▶ [Assigned task 1]: Summarize the text about the actor Lakshya in two sentences.
▶ [Assigned task 2]: From the text about the actor Lakshya, extract the passage between "Laksh Lalwani (born" and "Tune Kya Kiya.", inclusive.
▶ [Assigned task 3]: In the text about the actor Lakshya, which production company did he sign a three-film deal with in 2019?

(Selected text)

Indian actor (born 1996)

Laksh Lalwani (born 19 April 1996), known mononymously as Lakshya, is an Indian actor. He played the titular warrior in the period drama series Porus (2017–2018) and made his feature film debut with a starring role in the action film Kill (2023) which earned him the Filmfare Award for Best Male Debut. He has since starred as an aspiring actor in the satirical drama series The Ba***ds of Bollywood (2025) for Netflix.

==Career==
===Early television career (2015–2018)===

In 2015, Lakshya made his acting debut with the television series Warrior High. He followed this with the role of Yuvraj Madhav Shekhawat/Krish in the supernatural series Adhuri Kahaani Hamari (2015–2016) and briefly appeared in Pyaar Tune Kya Kiya.

In November 2016, Lakshya joined Ekta Kapoor's romantic drama series Pardes Mein Hai Meraa Dil (2016–2017) in the supporting role of Veer Mehra, which proved to be his first breakthrough. He gained further attention for his portrayal of the titular warrior in the historical TV show Porus (2017–2018), which is among the most expensive Indian television shows in history.

===Transition to films (2019–present)===
In 2019, Lakshya signed a three-film deal with Karan Johar's Dharma Productions and was cast in two romances, Dostana 2 and Bedhadak which were both shelved due to issues during production. He expressed the emotional toll the experience had on him and revealed his uncertainty about pursuing a career in films afterward.

In 2024, Lakshya ultimately made his film debut with Dharma Productions' action film Kill, in which he played Amrit, a stoic army man who has to fight off dacoits in a running train. It premiered at the 2023 Toronto International Film Festival and was theatrically released the following year to largely positive reviews. Barry Hertz of The Globe and Mail wrote that he "conjures the hero with frightening ferocity". Kill emerged as a box-office failure , for his performance Lakshya earned several Best Male Debut awards, including the Filmfare Award for Best Male Debut.

(End Selected text)
(Extracted records)

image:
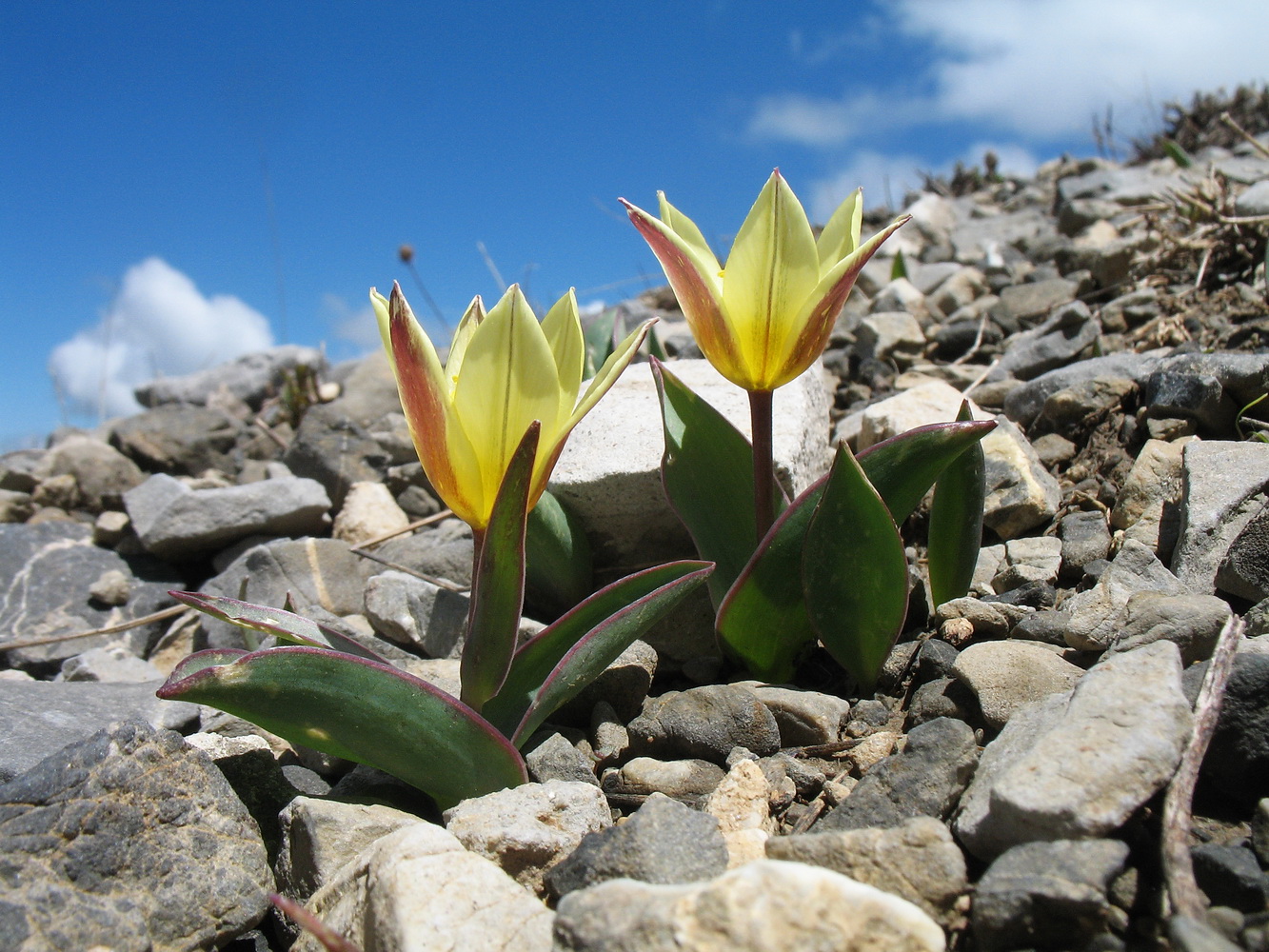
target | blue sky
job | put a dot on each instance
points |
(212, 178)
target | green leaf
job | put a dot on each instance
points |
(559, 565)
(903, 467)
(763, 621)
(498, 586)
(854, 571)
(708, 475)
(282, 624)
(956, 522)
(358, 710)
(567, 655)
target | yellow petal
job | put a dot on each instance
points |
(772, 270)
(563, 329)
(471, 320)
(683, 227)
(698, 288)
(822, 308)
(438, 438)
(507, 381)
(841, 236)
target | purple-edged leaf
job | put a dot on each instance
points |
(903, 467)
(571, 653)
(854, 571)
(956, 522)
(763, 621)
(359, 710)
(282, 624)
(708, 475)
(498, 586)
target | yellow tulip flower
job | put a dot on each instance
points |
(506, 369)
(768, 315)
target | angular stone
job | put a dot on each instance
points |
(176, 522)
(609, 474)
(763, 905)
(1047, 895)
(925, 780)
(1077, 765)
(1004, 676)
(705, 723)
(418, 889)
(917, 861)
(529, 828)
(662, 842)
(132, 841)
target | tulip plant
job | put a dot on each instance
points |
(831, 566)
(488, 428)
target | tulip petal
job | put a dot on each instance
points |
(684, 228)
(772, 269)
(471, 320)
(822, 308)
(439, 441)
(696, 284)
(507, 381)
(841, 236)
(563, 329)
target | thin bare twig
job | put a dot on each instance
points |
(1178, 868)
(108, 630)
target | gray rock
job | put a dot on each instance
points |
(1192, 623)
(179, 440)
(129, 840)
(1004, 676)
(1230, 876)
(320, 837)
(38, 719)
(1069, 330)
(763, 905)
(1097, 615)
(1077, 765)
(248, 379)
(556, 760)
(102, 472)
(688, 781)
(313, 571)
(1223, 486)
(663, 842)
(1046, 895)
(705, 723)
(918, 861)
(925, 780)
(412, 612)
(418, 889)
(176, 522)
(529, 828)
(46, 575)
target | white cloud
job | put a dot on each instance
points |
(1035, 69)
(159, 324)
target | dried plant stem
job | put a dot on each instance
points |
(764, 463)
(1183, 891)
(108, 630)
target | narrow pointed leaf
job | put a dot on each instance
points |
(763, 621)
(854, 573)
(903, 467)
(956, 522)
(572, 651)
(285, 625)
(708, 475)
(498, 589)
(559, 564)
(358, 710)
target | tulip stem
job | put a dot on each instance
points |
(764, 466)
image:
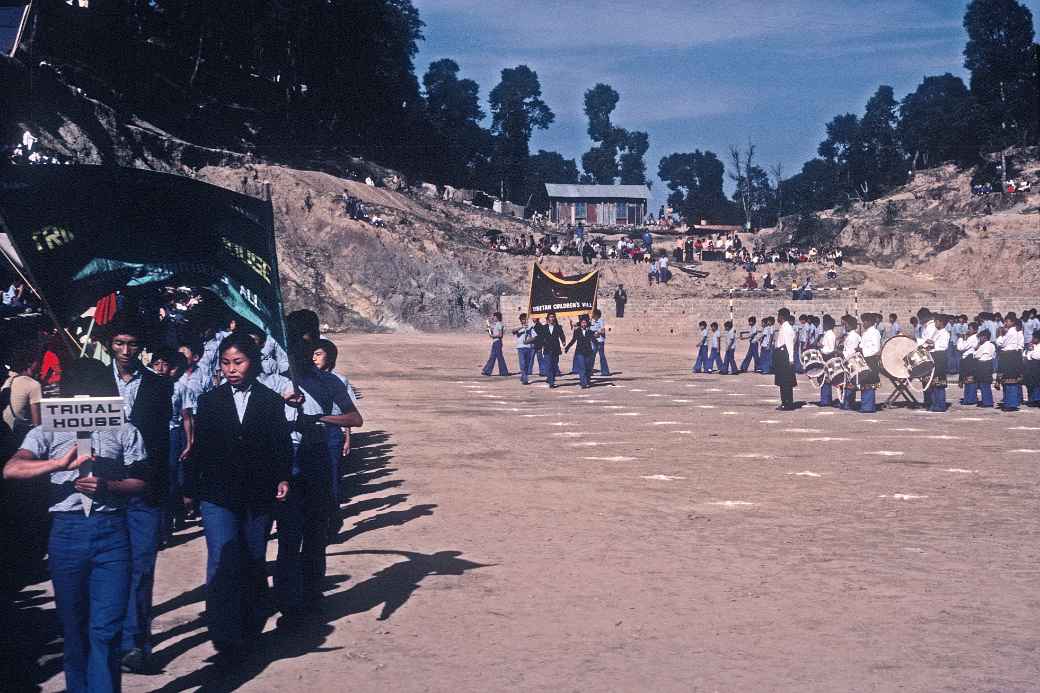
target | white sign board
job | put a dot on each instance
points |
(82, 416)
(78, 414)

(End Extracted records)
(Extracted records)

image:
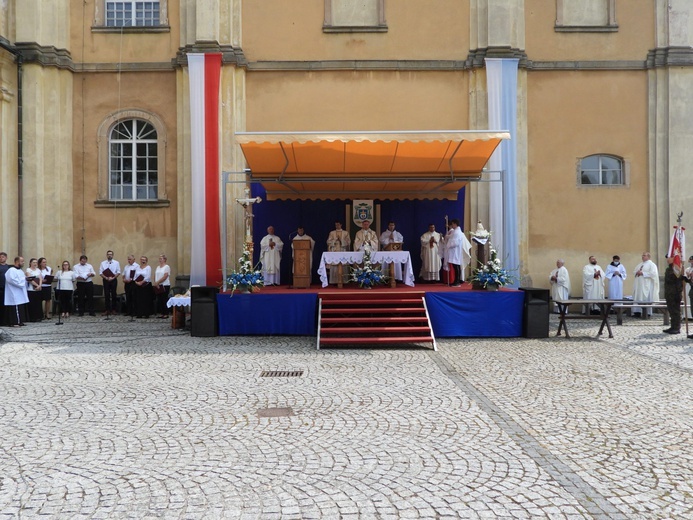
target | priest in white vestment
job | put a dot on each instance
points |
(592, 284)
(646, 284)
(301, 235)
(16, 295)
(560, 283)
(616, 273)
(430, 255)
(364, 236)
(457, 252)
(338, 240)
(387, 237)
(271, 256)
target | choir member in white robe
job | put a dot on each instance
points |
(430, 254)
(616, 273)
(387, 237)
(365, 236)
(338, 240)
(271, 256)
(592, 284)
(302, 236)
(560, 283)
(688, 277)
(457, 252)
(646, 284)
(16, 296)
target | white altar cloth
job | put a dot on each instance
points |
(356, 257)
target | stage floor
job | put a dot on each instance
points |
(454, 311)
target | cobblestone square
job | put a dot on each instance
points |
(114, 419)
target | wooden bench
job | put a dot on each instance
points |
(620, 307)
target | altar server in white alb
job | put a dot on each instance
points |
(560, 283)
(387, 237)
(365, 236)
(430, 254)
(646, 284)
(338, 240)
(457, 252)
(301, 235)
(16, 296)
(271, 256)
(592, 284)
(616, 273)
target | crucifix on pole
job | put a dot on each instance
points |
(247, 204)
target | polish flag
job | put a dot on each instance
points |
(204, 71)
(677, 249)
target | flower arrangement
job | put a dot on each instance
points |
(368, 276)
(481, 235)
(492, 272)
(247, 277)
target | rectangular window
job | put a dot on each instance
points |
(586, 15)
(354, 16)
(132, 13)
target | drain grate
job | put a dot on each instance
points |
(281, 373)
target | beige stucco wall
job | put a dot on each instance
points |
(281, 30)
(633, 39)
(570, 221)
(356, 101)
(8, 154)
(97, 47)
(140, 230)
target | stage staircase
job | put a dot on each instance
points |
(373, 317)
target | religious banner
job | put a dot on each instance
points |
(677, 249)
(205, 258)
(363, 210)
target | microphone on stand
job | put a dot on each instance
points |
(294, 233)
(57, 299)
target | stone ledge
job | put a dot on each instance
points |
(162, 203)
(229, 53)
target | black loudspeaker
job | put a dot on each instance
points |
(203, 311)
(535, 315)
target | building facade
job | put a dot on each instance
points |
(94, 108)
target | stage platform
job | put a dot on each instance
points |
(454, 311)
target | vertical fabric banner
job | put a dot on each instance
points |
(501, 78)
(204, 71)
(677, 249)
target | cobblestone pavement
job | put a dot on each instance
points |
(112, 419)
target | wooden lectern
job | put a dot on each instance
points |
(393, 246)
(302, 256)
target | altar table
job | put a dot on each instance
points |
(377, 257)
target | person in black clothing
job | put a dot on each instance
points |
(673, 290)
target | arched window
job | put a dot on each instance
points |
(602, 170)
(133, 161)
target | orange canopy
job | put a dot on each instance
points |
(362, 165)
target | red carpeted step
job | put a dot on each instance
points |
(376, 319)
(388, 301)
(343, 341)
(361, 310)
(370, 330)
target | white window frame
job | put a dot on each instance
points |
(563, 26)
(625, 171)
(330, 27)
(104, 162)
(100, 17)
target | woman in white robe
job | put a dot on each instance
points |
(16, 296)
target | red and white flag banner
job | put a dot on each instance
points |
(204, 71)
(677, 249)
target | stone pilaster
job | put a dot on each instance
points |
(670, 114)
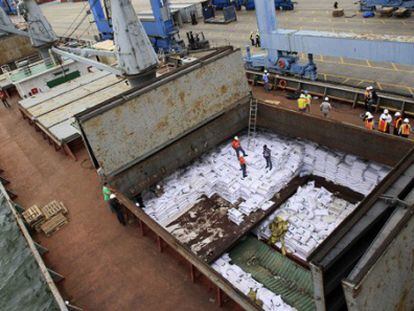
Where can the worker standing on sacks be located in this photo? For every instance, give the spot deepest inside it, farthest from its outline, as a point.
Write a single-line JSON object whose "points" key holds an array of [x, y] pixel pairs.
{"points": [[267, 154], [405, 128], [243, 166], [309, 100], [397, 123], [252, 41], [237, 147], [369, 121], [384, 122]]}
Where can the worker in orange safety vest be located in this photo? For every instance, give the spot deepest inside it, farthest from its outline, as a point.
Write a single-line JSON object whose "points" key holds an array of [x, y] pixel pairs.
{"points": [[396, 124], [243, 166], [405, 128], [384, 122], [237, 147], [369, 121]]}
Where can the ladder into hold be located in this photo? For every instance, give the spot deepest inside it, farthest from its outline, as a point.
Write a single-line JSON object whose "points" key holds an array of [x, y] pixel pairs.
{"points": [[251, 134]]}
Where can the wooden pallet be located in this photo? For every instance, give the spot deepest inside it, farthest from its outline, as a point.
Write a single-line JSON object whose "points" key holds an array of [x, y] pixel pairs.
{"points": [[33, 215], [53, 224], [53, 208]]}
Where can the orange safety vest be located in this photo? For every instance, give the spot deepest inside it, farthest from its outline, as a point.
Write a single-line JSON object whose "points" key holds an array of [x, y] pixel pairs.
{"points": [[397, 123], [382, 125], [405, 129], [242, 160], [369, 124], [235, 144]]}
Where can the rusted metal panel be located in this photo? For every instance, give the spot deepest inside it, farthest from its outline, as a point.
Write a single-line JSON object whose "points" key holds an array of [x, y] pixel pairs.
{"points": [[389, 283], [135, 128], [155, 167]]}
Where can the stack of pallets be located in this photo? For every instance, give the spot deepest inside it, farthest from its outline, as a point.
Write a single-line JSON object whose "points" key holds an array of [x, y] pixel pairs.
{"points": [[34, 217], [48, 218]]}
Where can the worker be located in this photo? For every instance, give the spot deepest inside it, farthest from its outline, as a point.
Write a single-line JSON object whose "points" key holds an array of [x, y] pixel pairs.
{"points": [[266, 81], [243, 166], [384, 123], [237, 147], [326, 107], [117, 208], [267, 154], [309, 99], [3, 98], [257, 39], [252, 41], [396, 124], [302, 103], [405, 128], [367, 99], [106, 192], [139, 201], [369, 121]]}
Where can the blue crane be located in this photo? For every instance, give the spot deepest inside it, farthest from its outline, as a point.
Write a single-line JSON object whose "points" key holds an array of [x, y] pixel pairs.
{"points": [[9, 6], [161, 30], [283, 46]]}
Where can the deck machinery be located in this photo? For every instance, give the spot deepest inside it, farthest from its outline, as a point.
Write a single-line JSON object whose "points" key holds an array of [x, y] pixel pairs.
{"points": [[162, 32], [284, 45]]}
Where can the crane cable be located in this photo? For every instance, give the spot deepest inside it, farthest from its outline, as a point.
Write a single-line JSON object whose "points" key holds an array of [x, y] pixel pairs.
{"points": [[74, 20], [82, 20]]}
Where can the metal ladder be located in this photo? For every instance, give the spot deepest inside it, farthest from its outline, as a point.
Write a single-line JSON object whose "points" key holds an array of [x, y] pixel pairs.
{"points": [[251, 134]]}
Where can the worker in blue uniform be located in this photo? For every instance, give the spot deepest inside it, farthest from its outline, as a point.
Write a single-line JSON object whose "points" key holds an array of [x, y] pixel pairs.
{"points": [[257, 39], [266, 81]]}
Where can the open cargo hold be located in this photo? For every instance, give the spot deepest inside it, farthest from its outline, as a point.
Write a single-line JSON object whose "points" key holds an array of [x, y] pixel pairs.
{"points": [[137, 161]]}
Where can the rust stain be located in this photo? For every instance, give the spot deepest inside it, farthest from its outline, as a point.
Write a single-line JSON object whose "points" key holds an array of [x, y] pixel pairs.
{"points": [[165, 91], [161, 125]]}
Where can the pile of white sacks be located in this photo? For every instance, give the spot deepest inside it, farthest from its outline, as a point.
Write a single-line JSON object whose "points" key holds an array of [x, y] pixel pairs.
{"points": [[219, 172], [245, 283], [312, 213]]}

(End Extracted records)
(Extracted records)

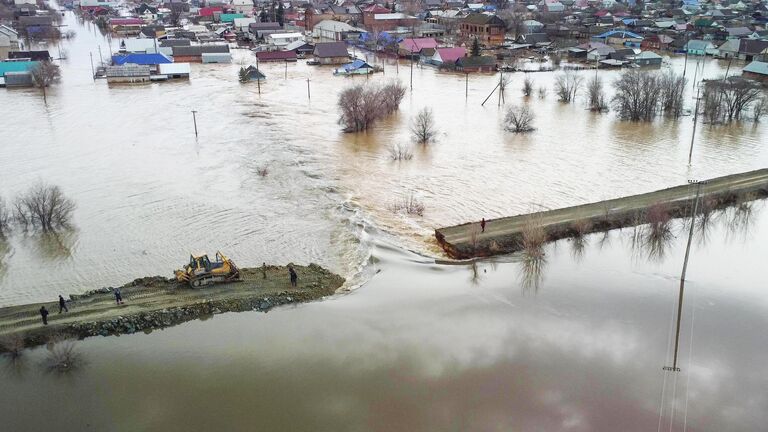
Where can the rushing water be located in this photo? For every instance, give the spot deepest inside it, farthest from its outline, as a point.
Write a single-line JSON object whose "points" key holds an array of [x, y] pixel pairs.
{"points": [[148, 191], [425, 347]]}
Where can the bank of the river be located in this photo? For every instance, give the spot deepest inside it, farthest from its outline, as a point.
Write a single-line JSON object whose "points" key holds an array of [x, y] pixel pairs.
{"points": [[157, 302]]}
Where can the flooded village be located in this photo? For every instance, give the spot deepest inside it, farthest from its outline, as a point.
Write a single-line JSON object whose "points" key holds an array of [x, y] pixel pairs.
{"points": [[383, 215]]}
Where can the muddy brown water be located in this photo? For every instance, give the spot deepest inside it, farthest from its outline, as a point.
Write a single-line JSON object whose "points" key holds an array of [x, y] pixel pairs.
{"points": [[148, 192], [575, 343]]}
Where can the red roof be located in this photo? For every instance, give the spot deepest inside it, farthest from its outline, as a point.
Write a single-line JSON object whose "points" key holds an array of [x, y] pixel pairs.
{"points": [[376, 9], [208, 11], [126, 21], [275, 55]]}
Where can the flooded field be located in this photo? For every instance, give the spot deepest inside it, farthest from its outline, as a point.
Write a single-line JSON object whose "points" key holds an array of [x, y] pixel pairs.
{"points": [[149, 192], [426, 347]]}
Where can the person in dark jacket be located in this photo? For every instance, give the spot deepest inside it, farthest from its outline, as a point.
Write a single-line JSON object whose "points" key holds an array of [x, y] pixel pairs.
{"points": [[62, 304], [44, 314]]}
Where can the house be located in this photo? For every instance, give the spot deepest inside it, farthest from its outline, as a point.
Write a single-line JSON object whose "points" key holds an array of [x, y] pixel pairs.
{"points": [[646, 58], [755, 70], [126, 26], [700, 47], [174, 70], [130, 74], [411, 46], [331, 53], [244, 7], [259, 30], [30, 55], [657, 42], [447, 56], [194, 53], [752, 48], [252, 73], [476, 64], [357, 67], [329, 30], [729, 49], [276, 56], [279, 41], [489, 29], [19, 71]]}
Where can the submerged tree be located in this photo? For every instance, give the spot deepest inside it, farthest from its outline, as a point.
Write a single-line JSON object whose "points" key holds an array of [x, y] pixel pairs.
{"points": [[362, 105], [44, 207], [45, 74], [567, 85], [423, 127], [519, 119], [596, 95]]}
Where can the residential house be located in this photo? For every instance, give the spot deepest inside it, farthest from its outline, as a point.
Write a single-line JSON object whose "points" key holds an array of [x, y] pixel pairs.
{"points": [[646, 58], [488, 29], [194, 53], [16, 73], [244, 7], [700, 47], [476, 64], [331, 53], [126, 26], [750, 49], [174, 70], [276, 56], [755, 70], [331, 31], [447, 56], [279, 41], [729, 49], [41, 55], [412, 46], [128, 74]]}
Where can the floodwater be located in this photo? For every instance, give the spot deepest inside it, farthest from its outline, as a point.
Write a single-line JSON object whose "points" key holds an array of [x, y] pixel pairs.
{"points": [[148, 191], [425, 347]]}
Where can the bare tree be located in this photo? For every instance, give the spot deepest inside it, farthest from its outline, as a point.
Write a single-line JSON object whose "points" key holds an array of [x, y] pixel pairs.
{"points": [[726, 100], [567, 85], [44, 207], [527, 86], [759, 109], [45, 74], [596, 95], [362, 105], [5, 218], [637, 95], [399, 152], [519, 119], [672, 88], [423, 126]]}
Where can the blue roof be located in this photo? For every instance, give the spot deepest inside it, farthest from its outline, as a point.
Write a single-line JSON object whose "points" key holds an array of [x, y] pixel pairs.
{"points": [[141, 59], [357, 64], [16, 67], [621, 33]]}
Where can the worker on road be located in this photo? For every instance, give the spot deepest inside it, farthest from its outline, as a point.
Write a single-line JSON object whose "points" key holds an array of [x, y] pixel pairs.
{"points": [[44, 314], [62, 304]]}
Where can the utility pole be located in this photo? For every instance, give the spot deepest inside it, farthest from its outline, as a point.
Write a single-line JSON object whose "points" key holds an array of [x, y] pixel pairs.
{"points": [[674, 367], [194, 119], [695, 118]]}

(End Extracted records)

▶ [Exercise answer 1]: Lakshya, born Laksh Lalwani on 19 April 1996, is an Indian actor who began in television with Warrior High in 2015 and gained attention playing the titular warrior in Porus. He later made his film debut in the action film Kill, which earned him the Filmfare Award for Best Male Debut.

▶ [Exercise answer 2]:
Laksh Lalwani (born 19 April 1996), known mononymously as Lakshya, is an Indian actor. He played the titular warrior in the period drama series Porus (2017–2018) and made his feature film debut with a starring role in the action film Kill (2023) which earned him the Filmfare Award for Best Male Debut. He has since starred as an aspiring actor in the satirical drama series The Ba***ds of Bollywood (2025) for Netflix.

==Career==
===Early television career (2015–2018)===

In 2015, Lakshya made his acting debut with the television series Warrior High. He followed this with the role of Yuvraj Madhav Shekhawat/Krish in the supernatural series Adhuri Kahaani Hamari (2015–2016) and briefly appeared in Pyaar Tune Kya Kiya.

▶ [Exercise answer 3]: He signed with Karan Johar's Dharma Productions.